# [What to produce]
Restate each entry word for word, leaving nothing out.

[Box-labeled dataset extracts]
— START —
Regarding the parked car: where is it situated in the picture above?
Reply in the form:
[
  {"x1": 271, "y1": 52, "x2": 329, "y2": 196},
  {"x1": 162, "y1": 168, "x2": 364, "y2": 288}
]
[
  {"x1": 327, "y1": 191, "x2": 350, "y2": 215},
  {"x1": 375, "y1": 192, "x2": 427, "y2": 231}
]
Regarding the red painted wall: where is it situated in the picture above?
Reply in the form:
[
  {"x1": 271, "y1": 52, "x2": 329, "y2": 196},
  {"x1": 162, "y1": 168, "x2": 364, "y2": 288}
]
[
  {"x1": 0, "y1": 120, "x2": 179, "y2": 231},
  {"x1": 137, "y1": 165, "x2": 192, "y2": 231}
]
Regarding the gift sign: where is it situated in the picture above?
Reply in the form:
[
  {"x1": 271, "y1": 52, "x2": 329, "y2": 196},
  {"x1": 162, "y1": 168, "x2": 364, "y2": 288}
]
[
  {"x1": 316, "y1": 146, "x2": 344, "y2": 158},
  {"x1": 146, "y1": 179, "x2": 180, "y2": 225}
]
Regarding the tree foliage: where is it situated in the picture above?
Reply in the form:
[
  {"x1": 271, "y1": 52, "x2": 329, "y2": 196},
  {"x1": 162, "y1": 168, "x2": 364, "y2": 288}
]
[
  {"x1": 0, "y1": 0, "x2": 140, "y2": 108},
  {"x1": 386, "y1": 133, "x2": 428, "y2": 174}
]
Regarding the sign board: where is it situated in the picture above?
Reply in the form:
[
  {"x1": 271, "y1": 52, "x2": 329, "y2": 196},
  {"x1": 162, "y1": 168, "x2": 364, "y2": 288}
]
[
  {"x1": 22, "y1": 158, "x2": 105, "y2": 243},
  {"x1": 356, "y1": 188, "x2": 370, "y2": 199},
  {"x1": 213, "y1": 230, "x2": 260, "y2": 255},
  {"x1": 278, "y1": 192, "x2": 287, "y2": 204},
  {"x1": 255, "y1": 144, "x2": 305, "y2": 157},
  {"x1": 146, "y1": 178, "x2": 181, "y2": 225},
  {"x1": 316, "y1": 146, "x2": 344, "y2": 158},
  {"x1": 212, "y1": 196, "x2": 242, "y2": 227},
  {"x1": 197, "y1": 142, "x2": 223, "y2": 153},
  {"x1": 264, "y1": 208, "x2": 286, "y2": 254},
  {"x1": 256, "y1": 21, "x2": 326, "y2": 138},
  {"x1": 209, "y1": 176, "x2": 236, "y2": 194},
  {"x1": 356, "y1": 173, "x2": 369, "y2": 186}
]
— END —
# [Answer to this task]
Regarding the parked car: where is it situated in the picture above?
Reply in the form:
[
  {"x1": 271, "y1": 52, "x2": 329, "y2": 196},
  {"x1": 162, "y1": 168, "x2": 364, "y2": 288}
]
[
  {"x1": 327, "y1": 191, "x2": 350, "y2": 215},
  {"x1": 375, "y1": 192, "x2": 427, "y2": 231}
]
Regarding the red painted wall: where is it situated in the picture above?
Reply in the form:
[
  {"x1": 271, "y1": 52, "x2": 329, "y2": 196},
  {"x1": 162, "y1": 168, "x2": 364, "y2": 288}
]
[
  {"x1": 0, "y1": 120, "x2": 179, "y2": 231},
  {"x1": 137, "y1": 165, "x2": 192, "y2": 231}
]
Regarding the gift sign: where is it situated in the picture above?
Reply in the form:
[
  {"x1": 271, "y1": 52, "x2": 329, "y2": 196},
  {"x1": 162, "y1": 168, "x2": 364, "y2": 288}
]
[
  {"x1": 316, "y1": 146, "x2": 344, "y2": 158},
  {"x1": 146, "y1": 179, "x2": 180, "y2": 225}
]
Regarding the tree foliage: where is it situated in the picture above?
Reply in the form:
[
  {"x1": 271, "y1": 52, "x2": 329, "y2": 196},
  {"x1": 162, "y1": 168, "x2": 364, "y2": 288}
]
[
  {"x1": 0, "y1": 0, "x2": 140, "y2": 108},
  {"x1": 386, "y1": 133, "x2": 428, "y2": 174}
]
Regarding the sign board: where is it situated in the picture above?
Reply in the form:
[
  {"x1": 271, "y1": 52, "x2": 329, "y2": 196},
  {"x1": 162, "y1": 168, "x2": 364, "y2": 288}
]
[
  {"x1": 22, "y1": 158, "x2": 105, "y2": 243},
  {"x1": 356, "y1": 188, "x2": 370, "y2": 199},
  {"x1": 213, "y1": 230, "x2": 260, "y2": 255},
  {"x1": 278, "y1": 192, "x2": 287, "y2": 204},
  {"x1": 255, "y1": 144, "x2": 305, "y2": 157},
  {"x1": 146, "y1": 178, "x2": 181, "y2": 225},
  {"x1": 316, "y1": 146, "x2": 344, "y2": 158},
  {"x1": 212, "y1": 196, "x2": 242, "y2": 227},
  {"x1": 197, "y1": 142, "x2": 223, "y2": 153},
  {"x1": 264, "y1": 208, "x2": 286, "y2": 254},
  {"x1": 256, "y1": 21, "x2": 326, "y2": 138},
  {"x1": 209, "y1": 176, "x2": 236, "y2": 194},
  {"x1": 356, "y1": 173, "x2": 369, "y2": 186}
]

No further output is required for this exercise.